• TASK GOAL: Reproduce the line that holds "point: the man standing on rock in this photo" together with all the lines after it up to the end of the entries.

## START

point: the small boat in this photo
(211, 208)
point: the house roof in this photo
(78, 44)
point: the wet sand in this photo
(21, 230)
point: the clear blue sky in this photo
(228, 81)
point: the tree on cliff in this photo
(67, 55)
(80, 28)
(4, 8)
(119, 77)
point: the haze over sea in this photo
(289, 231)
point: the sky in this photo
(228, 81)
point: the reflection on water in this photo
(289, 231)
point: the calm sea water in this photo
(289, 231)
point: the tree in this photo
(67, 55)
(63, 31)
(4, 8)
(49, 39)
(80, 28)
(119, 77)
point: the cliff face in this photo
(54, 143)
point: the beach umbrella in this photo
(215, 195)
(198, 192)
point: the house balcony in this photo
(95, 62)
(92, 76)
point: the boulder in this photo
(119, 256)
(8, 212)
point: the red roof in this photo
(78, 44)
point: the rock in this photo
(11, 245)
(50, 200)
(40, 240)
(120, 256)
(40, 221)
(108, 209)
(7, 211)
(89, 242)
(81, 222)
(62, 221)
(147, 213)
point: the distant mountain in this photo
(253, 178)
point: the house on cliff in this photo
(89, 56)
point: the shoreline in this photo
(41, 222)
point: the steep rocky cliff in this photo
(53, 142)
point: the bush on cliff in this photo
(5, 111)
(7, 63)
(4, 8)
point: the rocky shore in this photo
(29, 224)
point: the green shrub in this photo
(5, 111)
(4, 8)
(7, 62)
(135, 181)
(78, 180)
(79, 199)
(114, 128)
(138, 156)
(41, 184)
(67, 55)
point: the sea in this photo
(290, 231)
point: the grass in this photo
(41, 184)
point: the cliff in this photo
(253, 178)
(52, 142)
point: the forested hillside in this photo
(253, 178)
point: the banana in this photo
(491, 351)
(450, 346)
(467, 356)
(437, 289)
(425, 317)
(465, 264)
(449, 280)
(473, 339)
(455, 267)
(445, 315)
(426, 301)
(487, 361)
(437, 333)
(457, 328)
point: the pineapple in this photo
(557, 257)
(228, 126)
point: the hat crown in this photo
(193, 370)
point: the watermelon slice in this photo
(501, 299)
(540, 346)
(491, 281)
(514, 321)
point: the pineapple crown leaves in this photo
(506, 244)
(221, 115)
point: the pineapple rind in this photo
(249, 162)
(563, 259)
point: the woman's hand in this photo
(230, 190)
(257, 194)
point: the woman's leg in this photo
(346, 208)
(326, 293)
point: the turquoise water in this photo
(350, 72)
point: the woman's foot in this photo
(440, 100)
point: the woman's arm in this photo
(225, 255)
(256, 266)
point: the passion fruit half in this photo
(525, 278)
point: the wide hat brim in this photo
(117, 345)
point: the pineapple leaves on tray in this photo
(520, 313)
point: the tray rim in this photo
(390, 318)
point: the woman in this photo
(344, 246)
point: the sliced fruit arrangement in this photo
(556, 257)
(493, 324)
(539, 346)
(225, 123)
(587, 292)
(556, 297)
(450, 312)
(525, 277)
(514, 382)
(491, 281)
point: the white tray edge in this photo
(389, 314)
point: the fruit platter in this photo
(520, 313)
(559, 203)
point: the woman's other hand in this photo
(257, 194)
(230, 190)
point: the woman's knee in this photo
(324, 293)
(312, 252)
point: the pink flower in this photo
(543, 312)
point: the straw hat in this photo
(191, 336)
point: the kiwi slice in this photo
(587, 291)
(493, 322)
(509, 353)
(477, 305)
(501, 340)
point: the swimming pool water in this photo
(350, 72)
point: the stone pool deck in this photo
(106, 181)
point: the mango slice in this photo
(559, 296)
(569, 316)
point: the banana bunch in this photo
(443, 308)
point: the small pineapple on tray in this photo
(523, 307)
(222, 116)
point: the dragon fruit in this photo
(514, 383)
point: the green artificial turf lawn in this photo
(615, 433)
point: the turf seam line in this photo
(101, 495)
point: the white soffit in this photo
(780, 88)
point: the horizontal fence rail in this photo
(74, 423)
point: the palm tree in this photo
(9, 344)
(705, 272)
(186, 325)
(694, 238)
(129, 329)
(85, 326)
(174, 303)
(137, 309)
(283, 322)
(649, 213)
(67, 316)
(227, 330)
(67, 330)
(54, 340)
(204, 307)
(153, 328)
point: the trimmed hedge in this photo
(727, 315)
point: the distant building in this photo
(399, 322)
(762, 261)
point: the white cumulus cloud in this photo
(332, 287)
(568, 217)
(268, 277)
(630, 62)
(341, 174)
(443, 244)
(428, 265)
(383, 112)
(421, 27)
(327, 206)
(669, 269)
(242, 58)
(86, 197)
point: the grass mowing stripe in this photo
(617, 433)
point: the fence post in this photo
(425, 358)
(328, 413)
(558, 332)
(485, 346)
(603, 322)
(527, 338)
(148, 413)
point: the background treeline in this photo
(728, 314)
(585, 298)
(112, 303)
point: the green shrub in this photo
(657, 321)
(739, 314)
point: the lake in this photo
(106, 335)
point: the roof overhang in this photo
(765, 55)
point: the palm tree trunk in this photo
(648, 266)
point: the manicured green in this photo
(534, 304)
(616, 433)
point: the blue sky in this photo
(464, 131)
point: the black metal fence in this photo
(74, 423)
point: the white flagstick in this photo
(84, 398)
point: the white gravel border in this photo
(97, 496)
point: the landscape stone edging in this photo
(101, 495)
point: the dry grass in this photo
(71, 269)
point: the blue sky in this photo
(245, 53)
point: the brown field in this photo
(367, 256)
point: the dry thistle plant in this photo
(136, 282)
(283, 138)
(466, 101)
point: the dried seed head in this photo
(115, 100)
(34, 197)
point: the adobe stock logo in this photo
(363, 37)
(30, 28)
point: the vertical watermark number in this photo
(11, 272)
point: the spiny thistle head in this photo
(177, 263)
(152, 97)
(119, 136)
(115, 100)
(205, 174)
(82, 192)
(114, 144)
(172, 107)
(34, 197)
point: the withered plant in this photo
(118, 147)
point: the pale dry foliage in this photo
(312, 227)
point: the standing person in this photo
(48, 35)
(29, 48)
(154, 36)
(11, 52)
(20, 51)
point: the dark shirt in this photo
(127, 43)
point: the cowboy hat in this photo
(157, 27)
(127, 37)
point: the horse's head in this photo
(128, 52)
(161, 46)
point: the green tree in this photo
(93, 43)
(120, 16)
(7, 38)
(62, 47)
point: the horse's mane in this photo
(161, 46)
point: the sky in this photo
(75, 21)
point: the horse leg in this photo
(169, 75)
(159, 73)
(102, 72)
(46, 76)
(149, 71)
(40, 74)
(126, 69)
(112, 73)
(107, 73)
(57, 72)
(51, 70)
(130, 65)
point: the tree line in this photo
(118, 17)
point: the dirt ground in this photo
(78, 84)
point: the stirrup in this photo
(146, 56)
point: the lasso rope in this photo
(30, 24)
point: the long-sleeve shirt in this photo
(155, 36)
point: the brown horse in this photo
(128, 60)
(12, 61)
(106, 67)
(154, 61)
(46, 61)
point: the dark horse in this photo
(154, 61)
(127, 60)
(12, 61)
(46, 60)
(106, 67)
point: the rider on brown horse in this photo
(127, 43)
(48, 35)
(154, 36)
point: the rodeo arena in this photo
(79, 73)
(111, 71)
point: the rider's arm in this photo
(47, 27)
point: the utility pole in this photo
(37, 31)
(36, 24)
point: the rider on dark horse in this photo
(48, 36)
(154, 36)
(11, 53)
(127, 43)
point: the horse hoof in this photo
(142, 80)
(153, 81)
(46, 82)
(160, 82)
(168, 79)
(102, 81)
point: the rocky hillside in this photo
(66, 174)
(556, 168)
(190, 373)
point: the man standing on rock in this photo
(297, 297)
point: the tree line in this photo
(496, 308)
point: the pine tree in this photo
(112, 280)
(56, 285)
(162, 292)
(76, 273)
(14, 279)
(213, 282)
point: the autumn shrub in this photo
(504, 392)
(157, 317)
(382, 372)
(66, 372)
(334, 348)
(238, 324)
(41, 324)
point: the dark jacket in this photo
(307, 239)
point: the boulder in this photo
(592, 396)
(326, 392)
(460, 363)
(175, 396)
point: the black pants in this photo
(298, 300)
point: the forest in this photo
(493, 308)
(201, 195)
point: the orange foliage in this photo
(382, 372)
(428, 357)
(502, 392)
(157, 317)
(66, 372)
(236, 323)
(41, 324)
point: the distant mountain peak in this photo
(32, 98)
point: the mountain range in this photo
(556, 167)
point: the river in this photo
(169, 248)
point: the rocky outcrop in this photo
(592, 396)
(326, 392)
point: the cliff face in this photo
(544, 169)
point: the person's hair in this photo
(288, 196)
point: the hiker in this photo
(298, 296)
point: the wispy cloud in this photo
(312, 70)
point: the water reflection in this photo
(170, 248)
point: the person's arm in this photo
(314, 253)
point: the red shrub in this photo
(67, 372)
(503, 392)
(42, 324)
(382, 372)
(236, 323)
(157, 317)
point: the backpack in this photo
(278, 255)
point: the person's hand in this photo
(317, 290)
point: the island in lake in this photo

## END

• ANSWER TO THIS PROBLEM:
point: the man standing on rock in this photo
(297, 297)
point: the tree line in this photo
(496, 308)
point: the pine tree in this photo
(112, 280)
(56, 285)
(162, 292)
(76, 273)
(14, 279)
(213, 282)
point: the autumn shrub in this photo
(504, 392)
(157, 317)
(382, 372)
(66, 372)
(334, 348)
(238, 324)
(41, 324)
point: the dark jacket in this photo
(307, 239)
point: the boulder in this photo
(592, 396)
(326, 392)
(460, 363)
(175, 396)
point: the black pants in this photo
(298, 300)
point: the forest in this photo
(493, 308)
(201, 195)
point: the orange foliage in this photo
(382, 372)
(428, 357)
(502, 392)
(157, 317)
(66, 372)
(236, 323)
(41, 324)
point: the distant mountain peak in this photo
(32, 98)
point: the mountain range in this photo
(556, 167)
point: the river in this photo
(169, 248)
point: the rocky outcrop in this photo
(592, 396)
(326, 392)
point: the cliff face in this photo
(544, 169)
point: the person's hair in this photo
(288, 196)
point: the hiker in this photo
(298, 296)
point: the wispy cloud in this photo
(312, 70)
point: the water reflection in this photo
(170, 248)
point: the person's arm in this photo
(314, 253)
point: the red shrub in this photo
(67, 372)
(503, 392)
(42, 324)
(382, 372)
(236, 323)
(157, 317)
point: the backpack in this photo
(278, 255)
point: the person's hand in this photo
(317, 290)
point: the island in lake in this photo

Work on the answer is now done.